++++ EXERCISE MATERIALS ++++
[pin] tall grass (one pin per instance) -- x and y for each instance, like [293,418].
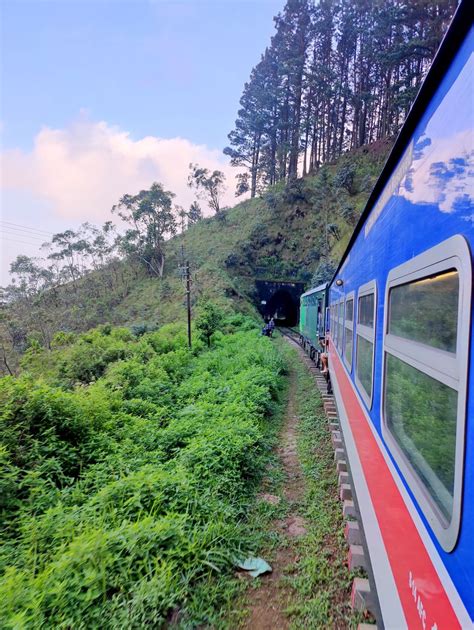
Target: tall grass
[126,473]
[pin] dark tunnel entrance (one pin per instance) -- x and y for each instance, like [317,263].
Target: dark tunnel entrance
[279,299]
[283,309]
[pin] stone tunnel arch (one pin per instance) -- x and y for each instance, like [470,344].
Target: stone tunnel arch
[279,299]
[283,308]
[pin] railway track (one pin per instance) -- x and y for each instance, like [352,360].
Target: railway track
[364,593]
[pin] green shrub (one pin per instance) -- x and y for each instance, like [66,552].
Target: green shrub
[122,496]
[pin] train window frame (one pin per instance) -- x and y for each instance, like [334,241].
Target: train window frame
[340,330]
[350,325]
[438,364]
[369,334]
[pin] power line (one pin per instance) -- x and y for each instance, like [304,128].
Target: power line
[6,232]
[13,240]
[25,227]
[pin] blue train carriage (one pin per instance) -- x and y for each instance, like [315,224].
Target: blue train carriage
[400,354]
[313,305]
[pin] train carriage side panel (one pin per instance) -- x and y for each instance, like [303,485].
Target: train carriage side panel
[399,358]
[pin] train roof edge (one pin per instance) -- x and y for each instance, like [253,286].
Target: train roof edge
[322,287]
[450,44]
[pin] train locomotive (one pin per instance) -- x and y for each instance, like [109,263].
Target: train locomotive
[398,325]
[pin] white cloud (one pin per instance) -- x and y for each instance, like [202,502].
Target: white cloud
[82,170]
[441,173]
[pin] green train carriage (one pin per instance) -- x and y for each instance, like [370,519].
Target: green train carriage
[313,306]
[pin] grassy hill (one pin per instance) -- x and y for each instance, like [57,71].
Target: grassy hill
[290,232]
[280,235]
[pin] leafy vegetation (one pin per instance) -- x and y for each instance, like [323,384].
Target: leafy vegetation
[336,76]
[320,580]
[127,468]
[285,234]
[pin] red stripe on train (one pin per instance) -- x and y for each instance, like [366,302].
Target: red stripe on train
[423,598]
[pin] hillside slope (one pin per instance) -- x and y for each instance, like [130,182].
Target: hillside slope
[287,233]
[290,232]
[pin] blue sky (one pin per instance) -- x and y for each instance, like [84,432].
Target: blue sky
[94,87]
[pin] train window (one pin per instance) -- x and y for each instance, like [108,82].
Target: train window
[365,340]
[426,310]
[340,321]
[426,336]
[348,330]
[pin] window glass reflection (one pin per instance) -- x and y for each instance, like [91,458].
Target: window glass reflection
[421,415]
[427,310]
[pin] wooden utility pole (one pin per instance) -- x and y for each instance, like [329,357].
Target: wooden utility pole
[185,273]
[188,300]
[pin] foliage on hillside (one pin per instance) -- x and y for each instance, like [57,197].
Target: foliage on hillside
[126,471]
[337,75]
[292,231]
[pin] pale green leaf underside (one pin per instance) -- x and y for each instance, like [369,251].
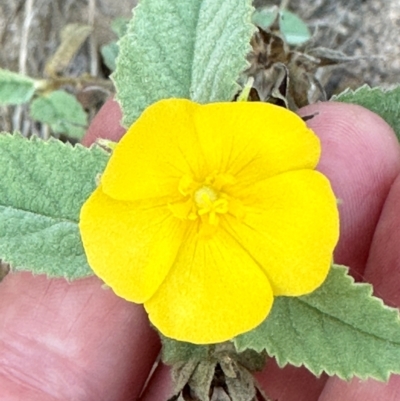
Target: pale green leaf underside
[15,88]
[182,49]
[293,28]
[62,112]
[340,329]
[42,188]
[385,103]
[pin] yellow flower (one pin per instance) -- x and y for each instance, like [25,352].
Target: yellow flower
[206,212]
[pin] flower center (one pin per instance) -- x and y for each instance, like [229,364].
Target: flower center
[208,201]
[205,200]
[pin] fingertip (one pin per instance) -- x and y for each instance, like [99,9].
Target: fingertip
[383,266]
[106,124]
[361,390]
[361,157]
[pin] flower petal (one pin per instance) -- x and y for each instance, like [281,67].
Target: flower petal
[290,227]
[214,292]
[253,141]
[158,149]
[130,246]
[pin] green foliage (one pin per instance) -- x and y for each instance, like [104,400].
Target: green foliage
[178,351]
[385,103]
[194,50]
[340,329]
[293,28]
[42,188]
[62,112]
[15,88]
[265,17]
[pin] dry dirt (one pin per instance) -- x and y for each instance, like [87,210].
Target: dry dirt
[30,30]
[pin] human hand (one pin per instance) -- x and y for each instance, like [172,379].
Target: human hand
[62,341]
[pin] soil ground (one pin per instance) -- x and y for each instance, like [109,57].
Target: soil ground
[30,34]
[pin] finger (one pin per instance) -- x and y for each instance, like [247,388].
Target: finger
[361,157]
[106,124]
[62,340]
[383,271]
[71,341]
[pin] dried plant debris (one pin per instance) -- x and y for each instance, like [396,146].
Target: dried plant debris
[288,75]
[224,375]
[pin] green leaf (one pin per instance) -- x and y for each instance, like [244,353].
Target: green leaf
[62,112]
[174,351]
[43,185]
[293,28]
[15,88]
[385,103]
[183,49]
[340,328]
[265,17]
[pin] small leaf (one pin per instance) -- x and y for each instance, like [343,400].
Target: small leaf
[385,103]
[265,17]
[42,188]
[62,112]
[293,28]
[194,50]
[15,88]
[340,328]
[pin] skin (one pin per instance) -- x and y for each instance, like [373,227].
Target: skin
[78,341]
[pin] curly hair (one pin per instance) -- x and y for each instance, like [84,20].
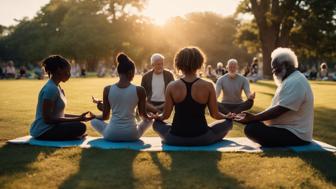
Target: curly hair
[189,59]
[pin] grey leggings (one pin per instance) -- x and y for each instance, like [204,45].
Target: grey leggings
[217,131]
[235,108]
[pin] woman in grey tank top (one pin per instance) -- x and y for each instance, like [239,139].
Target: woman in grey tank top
[122,98]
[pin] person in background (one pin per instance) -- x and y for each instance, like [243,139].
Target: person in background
[313,73]
[210,74]
[324,74]
[253,75]
[83,70]
[10,71]
[231,85]
[155,82]
[22,72]
[2,71]
[220,70]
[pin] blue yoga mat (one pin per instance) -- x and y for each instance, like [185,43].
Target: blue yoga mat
[236,144]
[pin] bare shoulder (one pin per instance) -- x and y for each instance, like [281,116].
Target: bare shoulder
[107,88]
[205,84]
[140,89]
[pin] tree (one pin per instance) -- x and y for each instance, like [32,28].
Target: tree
[276,20]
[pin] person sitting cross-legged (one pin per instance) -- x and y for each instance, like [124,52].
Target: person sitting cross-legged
[289,120]
[190,95]
[232,84]
[122,98]
[155,83]
[51,122]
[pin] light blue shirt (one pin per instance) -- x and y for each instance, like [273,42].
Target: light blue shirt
[50,91]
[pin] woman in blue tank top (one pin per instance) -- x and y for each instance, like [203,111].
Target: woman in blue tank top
[190,96]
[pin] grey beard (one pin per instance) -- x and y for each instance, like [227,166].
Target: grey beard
[277,80]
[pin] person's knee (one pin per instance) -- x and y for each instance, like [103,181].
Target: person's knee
[250,103]
[95,122]
[156,126]
[250,130]
[82,128]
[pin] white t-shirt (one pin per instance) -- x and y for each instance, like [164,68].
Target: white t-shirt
[295,94]
[158,88]
[232,88]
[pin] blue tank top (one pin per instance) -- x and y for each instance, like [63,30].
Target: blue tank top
[189,118]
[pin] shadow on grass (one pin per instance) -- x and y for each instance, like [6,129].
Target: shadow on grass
[325,125]
[15,160]
[332,84]
[267,84]
[103,169]
[323,162]
[194,170]
[132,169]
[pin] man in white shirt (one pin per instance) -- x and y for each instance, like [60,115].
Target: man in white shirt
[155,82]
[232,84]
[290,118]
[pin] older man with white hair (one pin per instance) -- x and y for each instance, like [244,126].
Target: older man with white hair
[232,84]
[289,120]
[155,82]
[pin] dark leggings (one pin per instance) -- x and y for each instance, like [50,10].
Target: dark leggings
[268,136]
[235,108]
[64,131]
[216,133]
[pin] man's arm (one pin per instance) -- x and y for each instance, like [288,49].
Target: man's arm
[218,88]
[268,114]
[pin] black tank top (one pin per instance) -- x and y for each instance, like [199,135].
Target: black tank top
[189,118]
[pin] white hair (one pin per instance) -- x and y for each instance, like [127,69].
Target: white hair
[232,61]
[285,55]
[155,57]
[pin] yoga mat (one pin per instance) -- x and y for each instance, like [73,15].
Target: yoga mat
[236,144]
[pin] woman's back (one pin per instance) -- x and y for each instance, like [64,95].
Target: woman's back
[123,102]
[190,99]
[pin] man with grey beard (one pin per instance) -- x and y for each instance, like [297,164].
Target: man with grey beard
[231,86]
[290,118]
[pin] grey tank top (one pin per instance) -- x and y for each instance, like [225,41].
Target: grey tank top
[123,102]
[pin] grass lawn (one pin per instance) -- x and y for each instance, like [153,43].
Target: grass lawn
[24,166]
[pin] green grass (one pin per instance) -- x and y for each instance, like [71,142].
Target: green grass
[24,166]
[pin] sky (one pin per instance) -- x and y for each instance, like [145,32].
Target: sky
[158,10]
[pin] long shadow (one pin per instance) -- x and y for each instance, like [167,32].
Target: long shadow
[325,83]
[15,159]
[323,162]
[103,169]
[325,125]
[269,85]
[194,170]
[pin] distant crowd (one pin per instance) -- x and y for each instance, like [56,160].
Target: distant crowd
[251,71]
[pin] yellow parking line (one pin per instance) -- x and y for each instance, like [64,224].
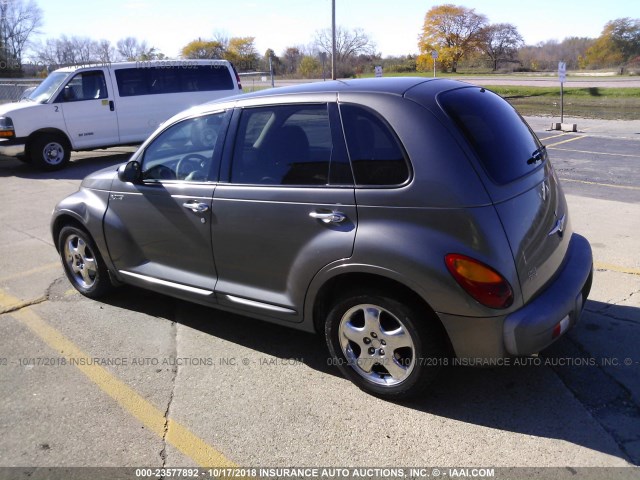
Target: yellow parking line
[26,273]
[586,182]
[555,136]
[573,139]
[599,153]
[130,400]
[616,268]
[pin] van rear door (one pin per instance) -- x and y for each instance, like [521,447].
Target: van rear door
[87,105]
[519,179]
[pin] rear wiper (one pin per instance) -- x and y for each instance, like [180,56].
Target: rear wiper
[536,156]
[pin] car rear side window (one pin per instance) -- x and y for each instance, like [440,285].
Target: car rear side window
[376,155]
[502,140]
[283,145]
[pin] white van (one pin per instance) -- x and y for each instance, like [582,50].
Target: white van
[100,106]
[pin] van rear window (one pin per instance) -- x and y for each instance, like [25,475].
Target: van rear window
[158,80]
[502,140]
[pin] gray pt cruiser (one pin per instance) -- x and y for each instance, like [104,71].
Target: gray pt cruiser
[409,220]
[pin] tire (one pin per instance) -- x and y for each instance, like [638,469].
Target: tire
[389,349]
[50,152]
[82,263]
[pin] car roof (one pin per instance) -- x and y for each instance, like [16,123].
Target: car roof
[398,86]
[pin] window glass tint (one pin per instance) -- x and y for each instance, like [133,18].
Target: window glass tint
[375,153]
[502,140]
[85,86]
[187,151]
[283,145]
[158,80]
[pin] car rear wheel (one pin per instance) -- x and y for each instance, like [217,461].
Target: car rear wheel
[49,152]
[82,263]
[388,348]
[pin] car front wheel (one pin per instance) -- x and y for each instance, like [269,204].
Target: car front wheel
[82,263]
[388,348]
[49,152]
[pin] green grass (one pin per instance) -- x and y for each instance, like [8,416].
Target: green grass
[592,102]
++++
**PROBLEM:** Above are some records; copy exactly the lines from the one with "Target: leafy vegetation" through the one with "[pin] window glass reflection", both included, and no others.

**OUTPUT:**
Target: leafy vegetation
[336,76]
[320,580]
[127,468]
[285,234]
[pin] red stripe on train (one pin per instance) -- x and y for each instance, like [366,302].
Target: red stripe on train
[423,598]
[pin] hillside slope (one pin per instance) -- x and y for each instance, like [130,182].
Target: hillside slope
[287,233]
[290,232]
[pin] blue sky (one pin per instance) -- x and y for each instance, like [84,432].
Target: blue sky
[94,87]
[pin] train window (one pin per instance) -- x and y for each instance, like [108,82].
Target: train window
[365,340]
[426,310]
[340,321]
[426,336]
[348,330]
[pin] window glass reflection (one pin per instance) -- x and y for each instance, like [91,458].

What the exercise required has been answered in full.